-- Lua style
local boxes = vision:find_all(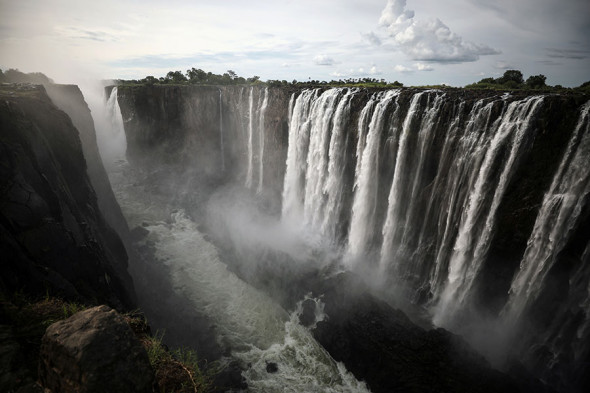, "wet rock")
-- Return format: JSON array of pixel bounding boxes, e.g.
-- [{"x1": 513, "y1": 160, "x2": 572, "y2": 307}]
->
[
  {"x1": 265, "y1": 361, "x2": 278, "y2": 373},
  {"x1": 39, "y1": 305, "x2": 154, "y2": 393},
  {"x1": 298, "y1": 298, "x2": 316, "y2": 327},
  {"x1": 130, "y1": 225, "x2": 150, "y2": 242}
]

***

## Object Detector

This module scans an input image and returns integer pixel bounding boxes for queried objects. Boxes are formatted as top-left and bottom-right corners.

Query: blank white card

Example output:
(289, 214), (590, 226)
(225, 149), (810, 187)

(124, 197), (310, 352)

***

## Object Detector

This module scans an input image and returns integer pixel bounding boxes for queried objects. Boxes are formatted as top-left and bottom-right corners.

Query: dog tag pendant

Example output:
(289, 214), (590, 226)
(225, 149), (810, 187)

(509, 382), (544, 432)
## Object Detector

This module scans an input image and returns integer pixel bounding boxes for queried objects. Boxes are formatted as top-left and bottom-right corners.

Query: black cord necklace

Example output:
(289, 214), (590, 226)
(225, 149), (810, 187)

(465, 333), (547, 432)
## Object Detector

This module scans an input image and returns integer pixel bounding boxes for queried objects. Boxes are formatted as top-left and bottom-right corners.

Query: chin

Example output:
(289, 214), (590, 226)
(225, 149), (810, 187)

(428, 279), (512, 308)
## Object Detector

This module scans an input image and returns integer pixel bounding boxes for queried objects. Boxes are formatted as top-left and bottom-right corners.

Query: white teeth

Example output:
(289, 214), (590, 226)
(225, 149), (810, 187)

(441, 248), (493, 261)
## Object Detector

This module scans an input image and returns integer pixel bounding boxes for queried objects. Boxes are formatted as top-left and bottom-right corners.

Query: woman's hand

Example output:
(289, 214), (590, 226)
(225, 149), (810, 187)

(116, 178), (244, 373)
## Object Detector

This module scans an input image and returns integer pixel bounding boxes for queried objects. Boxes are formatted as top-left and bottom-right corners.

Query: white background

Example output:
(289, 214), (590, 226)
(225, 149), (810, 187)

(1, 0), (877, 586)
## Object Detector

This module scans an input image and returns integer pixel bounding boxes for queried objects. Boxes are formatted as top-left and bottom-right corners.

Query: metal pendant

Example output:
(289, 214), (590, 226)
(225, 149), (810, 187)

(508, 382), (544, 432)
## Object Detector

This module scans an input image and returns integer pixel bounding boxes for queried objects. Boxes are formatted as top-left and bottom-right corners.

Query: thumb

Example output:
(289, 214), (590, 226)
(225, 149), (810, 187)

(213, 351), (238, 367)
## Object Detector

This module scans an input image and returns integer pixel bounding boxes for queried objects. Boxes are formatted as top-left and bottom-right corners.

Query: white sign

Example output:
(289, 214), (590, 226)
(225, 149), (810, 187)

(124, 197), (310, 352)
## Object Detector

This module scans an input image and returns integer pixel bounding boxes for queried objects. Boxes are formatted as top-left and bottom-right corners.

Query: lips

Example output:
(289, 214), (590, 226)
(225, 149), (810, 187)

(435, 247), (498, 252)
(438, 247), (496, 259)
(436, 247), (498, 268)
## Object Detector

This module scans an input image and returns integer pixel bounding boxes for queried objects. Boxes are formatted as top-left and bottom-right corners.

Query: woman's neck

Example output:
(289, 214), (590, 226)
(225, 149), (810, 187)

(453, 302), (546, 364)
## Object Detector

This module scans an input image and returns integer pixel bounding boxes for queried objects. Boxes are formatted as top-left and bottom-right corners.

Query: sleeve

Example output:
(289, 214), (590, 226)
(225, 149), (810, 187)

***

● **Task directions**
Search the preceding listing for the word "pendant" and pull out every line that holds it.

● **Reply**
Query: dog tag pendant
Query: metal pendant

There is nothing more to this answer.